→ **Exercise aim**
Print the sticky chilli chicken recipe text word for word, in full.

→ **Source text**
= Beginning of Section =

For the full list of ingredients and comprehensive instructions, please see the recipe card below. Before you scroll, there’s important stuff in the blurb!

We used to love a good Chinese takeaway before we started on our slimming journey and so we’ve adapted lots of our favourite dishes into healthier, ‘fakeaway’ versions!

We prefer to take the skin off the chicken as this cuts down on the calories and Points etc, but if you wanted to leave it on then you just need to remember to check the nutritional values and adjust the calories or Points. The chicken in this recipe is freezable but it’s best to cook the noodles on the day you want to eat them, as they don’t freeze as well!

What diets is this Sticky Chilli Chicken with Noodles recipe suitable for?

This Sticky Chilli Chicken with Noodles recipe is suitable for dairy free diets.

It can be made vegetarian as long as you swap out the following ingredients for vegetarian versions;

  • Chicken
  • Fish sauce

You can also make it gluten free by swapping out the following ingredients for gluten free versions;

  • Medium egg noodles
  • Dark soy sauce

Please make sure to double or triple check all of your ingredients if you’re cooking for people with allergies.

How Weight Watchers friendly is this Sticky Chilli Chicken with Noodles recipe?

  • You need to count 10 Points per portion of this Sticky Chilli Chicken with Noodles recipe if you’re on WW Green.
  • You need to count 10 Points per portion of this Sticky Chilli Chicken with Noodles recipe if you’re on WW Blue.
  • You need to count 10 Points per portion of this Sticky Chilli Chicken with Noodles recipe if you’re on WW Purple.

Do you need any special ingredients to make this Sticky Chilli Chicken with Noodles?

No, there are no special ingredients or equipment needed to make this recipe!

How many calories are in this Sticky Chilli Chicken with Noodles recipe?

= End of Section =

→ **Records**
= Beginning of Section =

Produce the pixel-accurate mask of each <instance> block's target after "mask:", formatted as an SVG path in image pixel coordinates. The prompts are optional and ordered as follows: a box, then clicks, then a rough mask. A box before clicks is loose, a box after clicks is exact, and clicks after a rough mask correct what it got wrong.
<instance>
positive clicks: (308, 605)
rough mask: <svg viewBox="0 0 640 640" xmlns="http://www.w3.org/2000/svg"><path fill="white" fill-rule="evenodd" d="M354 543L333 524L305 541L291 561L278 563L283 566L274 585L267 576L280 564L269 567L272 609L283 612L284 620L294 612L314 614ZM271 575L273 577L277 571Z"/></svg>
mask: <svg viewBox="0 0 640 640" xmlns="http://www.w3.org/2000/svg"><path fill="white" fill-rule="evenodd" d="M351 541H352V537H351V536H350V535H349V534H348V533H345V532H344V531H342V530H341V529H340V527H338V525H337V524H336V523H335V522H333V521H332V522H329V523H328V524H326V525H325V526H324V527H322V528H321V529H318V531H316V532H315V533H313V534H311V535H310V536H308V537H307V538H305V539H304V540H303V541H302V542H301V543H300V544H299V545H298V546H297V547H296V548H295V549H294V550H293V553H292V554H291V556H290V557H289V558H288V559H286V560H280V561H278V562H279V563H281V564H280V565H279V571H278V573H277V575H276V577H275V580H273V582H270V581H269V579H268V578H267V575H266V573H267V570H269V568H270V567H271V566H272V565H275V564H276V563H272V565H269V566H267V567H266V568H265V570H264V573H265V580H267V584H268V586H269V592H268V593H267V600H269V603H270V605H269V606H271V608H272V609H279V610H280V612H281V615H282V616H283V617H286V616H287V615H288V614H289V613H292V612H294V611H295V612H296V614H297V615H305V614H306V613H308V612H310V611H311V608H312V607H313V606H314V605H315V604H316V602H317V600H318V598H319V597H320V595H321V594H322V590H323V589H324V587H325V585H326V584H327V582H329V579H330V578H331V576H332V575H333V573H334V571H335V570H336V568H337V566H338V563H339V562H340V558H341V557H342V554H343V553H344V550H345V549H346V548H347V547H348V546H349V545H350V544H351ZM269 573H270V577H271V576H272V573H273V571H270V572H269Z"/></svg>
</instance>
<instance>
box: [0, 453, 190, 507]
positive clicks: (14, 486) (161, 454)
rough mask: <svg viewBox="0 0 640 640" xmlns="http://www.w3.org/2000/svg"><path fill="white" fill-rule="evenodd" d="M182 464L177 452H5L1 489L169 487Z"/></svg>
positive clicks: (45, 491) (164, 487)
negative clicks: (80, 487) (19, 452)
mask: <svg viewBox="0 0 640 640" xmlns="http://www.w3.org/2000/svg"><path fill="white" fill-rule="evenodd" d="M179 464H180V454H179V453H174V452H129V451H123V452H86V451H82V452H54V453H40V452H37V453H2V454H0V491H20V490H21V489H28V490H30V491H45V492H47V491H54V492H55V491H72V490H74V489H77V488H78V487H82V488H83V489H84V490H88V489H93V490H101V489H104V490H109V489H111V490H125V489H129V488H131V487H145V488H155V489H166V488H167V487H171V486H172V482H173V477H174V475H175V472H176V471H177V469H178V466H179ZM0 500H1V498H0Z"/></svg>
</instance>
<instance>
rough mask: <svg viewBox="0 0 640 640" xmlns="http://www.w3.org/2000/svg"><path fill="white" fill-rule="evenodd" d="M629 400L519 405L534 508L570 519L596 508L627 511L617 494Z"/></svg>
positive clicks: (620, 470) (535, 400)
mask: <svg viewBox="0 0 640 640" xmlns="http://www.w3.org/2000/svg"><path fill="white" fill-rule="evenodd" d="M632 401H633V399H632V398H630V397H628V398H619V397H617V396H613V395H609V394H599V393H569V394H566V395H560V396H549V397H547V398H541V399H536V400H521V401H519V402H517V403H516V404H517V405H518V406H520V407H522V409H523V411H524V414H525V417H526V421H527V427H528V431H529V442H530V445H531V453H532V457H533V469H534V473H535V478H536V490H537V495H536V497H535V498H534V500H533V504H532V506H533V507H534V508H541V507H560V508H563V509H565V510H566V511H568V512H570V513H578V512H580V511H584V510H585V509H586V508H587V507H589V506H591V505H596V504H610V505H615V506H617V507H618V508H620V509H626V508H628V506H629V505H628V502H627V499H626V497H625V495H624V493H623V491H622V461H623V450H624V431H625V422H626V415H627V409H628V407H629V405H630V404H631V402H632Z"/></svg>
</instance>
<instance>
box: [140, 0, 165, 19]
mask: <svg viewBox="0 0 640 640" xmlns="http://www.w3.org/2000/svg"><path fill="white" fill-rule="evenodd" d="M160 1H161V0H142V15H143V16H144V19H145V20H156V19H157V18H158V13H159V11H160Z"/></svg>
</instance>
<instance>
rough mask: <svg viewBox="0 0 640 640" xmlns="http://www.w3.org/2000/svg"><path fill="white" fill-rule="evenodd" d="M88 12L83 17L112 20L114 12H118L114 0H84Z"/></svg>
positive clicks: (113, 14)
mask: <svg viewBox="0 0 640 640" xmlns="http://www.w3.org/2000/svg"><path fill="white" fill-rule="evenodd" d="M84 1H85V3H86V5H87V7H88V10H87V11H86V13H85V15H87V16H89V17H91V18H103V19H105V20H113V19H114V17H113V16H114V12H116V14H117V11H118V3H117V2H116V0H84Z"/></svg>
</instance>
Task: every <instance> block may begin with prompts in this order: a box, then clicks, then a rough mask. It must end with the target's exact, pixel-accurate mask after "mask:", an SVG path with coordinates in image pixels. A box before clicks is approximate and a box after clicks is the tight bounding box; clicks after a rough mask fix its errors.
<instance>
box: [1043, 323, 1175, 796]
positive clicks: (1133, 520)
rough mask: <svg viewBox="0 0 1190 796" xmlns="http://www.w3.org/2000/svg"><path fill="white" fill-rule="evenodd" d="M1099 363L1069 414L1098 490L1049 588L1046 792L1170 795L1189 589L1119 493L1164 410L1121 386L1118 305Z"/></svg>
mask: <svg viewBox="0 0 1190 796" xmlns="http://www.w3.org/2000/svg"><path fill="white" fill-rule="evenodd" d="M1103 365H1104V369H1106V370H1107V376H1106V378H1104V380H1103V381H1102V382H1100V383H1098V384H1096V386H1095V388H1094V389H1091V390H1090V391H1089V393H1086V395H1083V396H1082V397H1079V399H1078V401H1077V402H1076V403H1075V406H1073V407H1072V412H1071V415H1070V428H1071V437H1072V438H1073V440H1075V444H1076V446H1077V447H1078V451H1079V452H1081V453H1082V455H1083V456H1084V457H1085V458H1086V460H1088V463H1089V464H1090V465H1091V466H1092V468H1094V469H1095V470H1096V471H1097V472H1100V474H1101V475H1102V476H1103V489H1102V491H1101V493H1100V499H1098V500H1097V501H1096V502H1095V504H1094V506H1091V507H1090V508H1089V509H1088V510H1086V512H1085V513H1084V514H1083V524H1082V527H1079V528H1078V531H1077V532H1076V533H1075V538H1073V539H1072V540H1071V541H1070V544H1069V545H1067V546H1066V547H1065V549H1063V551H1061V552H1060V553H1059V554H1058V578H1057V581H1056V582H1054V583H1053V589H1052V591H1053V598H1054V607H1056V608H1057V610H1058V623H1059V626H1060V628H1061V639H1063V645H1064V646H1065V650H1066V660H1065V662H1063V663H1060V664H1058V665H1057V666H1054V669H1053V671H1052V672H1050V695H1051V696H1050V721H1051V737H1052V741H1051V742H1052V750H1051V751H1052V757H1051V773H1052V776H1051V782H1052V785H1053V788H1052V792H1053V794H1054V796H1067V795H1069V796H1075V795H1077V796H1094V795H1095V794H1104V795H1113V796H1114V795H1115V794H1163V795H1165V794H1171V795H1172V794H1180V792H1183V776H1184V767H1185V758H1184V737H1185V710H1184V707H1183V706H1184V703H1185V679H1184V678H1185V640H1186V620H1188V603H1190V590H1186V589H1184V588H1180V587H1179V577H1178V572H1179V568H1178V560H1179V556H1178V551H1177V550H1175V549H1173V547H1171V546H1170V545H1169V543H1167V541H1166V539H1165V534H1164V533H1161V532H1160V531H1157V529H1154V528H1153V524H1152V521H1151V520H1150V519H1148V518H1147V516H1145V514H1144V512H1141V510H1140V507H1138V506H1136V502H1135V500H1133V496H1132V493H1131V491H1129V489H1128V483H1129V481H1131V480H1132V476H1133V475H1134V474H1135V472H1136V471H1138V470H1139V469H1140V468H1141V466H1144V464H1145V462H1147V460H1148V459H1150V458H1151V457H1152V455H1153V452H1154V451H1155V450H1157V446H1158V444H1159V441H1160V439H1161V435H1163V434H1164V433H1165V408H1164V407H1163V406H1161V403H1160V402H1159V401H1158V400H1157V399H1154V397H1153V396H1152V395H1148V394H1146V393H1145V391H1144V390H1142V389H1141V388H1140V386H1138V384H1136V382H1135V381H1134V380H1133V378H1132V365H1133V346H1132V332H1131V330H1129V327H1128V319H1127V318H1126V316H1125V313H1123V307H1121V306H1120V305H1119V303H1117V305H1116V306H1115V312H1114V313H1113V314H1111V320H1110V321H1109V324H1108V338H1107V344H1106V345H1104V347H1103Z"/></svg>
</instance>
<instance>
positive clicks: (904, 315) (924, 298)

= End of Section =

→ **Answer to the problem**
For the full list of ingredients and comprehensive instructions, please see the recipe card below. Before you scroll, there’s important stuff in the blurb!

We used to love a good Chinese takeaway before we started on our slimming journey and so we’ve adapted lots of our favourite dishes into healthier, ‘fakeaway’ versions!

We prefer to take the skin off the chicken as this cuts down on the calories and Points etc, but if you wanted to leave it on then you just need to remember to check the nutritional values and adjust the calories or Points. The chicken in this recipe is freezable but it’s best to cook the noodles on the day you want to eat them, as they don’t freeze as well!

What diets is this Sticky Chilli Chicken with Noodles recipe suitable for?

This Sticky Chilli Chicken with Noodles recipe is suitable for dairy free diets.

It can be made vegetarian as long as you swap out the following ingredients for vegetarian versions;

  • Chicken
  • Fish sauce

You can also make it gluten free by swapping out the following ingredients for gluten free versions;

  • Medium egg noodles
  • Dark soy sauce

Please make sure to double or triple check all of your ingredients if you’re cooking for people with allergies.

How Weight Watchers friendly is this Sticky Chilli Chicken with Noodles recipe?

  • You need to count 10 Points per portion of this Sticky Chilli Chicken with Noodles recipe if you’re on WW Green.
  • You need to count 10 Points per portion of this Sticky Chilli Chicken with Noodles recipe if you’re on WW Blue.
  • You need to count 10 Points per portion of this Sticky Chilli Chicken with Noodles recipe if you’re on WW Purple.

Do you need any special ingredients to make this Sticky Chilli Chicken with Noodles?

No, there are no special ingredients or equipment needed to make this recipe!

How many calories are in this Sticky Chilli Chicken with Noodles recipe?